_TEXT BLOCK_
━━━━━━━━━━━━━━━━━━━━━━━━━━━━━━

City leaders see the current economic problem as similar to the post-9/11 falloff: The public may be afraid to travel again for a long time. In the year following the 9/11 attacks, 1.8 million fewer annual passengers flew into McCarran International Airport than the pre-9/11 peak. Spending dropped by $35 million as well. It took until 2004 for the city’s visitor numbers to reach pre-9/11 levels.

“You’ve got the age-old problem of ‘we have nothing to fear but fear itself,’” Hugh Anderson, managing director at HighTower Las Vegas, told the Reno Gazette-Journal. “This is a human emotion at this point where people are afraid for their own health and the health of others. When you have that component, you have the mix for a declining economy.”

An additional economic data point can be found in sports betting. March Madness is one of Las Vegas’s biggest cash grabs each year, second only to the Super Bowl. In March 2019, gamblers put $346.6 million in bets on the Las Vegas sports books. This year, of course, that number is closer to zero.

Atlanta

The 2020 Final Four was expected to have an economic impact of $100 million for Atlanta. The Masters golf tournament, in nearby Augusta, has been postponed from its early April dates, and it may skip this year altogether. Airlines are taking a hit from the coronavirus, and Atlanta has the busiest airport in the world and is the headquarters for Delta Air Lines, which has 36,000 employees in the state.

Atlanta had almost 112 million visitors in 2018, supporting nearly half a million jobs and generating some $66 billion for the state. Those numbers will be cut down substantially. Before the COVID-19 outbreak, the state’s restaurant industry was expected to make $25 billion in revenue this year. But sales in Georgia are already down 50 to 70 percent, Georgia Restaurant Association CEO Karen Bremer told the Atlanta Business Chronicle.

Restaurants and bars in Georgia operate on profit margins of 4 to 6 percent. If closures are mandated, Bremer roughly estimates the state’s industry would need as much as $83.3 million per month in aid just to cover occupancy and labor costs. “I’ve been talking people off a cliff [the past few weeks],” Bremer said. “Peoples’ cash is pretty well dissipated. . . . The industry can’t take a hit like this. It’s too fragile. The government needs to step in.”

Detroit

Because the city’s convention center is being converted into a field hospital, the huge annual Detroit auto show has been canceled, and the more than 700,000 attendees won’t be dropping any coin in the Motor City in June.

━━━━━━━━━━━━━━━━━━━━━━━━━━━━━━

_RECORDS SHOWN_
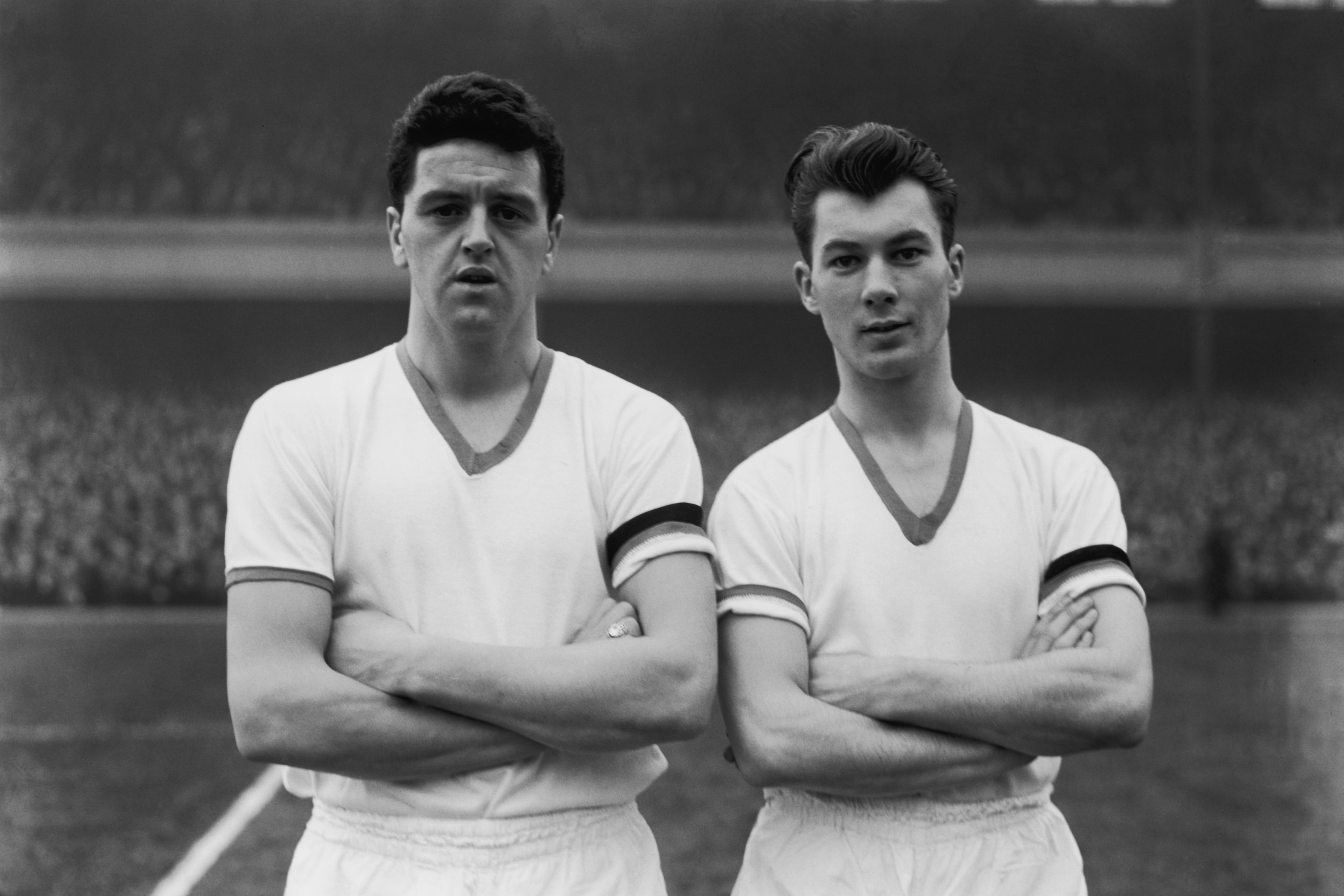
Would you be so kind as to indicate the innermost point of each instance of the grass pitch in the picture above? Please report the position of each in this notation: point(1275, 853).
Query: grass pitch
point(115, 757)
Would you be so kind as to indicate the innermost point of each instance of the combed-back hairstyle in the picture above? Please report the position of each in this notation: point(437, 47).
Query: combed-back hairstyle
point(476, 106)
point(865, 160)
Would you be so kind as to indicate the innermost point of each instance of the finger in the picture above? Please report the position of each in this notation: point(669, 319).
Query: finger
point(625, 628)
point(1074, 633)
point(1058, 623)
point(617, 612)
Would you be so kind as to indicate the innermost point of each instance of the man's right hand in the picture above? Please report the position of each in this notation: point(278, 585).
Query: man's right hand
point(1069, 625)
point(608, 614)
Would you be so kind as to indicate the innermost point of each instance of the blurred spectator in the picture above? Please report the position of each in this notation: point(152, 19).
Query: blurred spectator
point(116, 495)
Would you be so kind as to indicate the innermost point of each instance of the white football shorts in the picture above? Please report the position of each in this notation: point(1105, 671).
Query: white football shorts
point(804, 846)
point(596, 852)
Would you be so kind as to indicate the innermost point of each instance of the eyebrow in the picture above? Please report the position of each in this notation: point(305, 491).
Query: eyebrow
point(507, 195)
point(910, 234)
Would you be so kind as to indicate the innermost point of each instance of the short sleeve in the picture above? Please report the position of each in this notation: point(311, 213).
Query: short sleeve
point(1086, 536)
point(758, 554)
point(654, 490)
point(280, 523)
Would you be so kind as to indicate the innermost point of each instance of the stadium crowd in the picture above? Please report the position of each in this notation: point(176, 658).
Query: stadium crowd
point(118, 495)
point(1047, 115)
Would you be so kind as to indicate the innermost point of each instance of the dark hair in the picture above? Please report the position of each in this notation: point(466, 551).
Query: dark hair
point(476, 106)
point(865, 160)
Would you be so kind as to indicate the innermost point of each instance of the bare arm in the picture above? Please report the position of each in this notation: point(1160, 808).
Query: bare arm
point(613, 693)
point(783, 736)
point(289, 707)
point(1051, 703)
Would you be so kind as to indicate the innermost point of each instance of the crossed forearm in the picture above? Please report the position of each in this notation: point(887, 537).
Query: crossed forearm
point(1050, 704)
point(803, 742)
point(593, 696)
point(327, 722)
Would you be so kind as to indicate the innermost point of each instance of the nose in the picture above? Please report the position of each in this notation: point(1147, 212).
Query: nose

━━━━━━━━━━━━━━━━━━━━━━━━━━━━━━

_WHAT YOU NEED TO DO_
1. According to the article on city economies, how many employees does Delta Air Lines have in Georgia?
2. Continue the article on city economies, picking up right after its final sentence.

_NUMBERED RESPONSES_
1. 36,000

2.
Meanwhile, Trump has been playing an odd game with Michigan citizens. In late March, he attacked GM CEO Mary Barra over how the company will be making ventilators and surgical masks at its plants. GM said it was waiting on directions from FEMA, and Trump said the company was been dragging its feet.

“Why is the president only attacking us? What are other automakers doing? Who else has a plant ready to go? Strange he is attacking us,” said a GM insider quoted anonymously in the Detroit Free Press. “We are, by far, ahead of anyone else. [Trump] is a master of diverting blame to others. We are not dragging our feet. And we are not negotiating with the government.”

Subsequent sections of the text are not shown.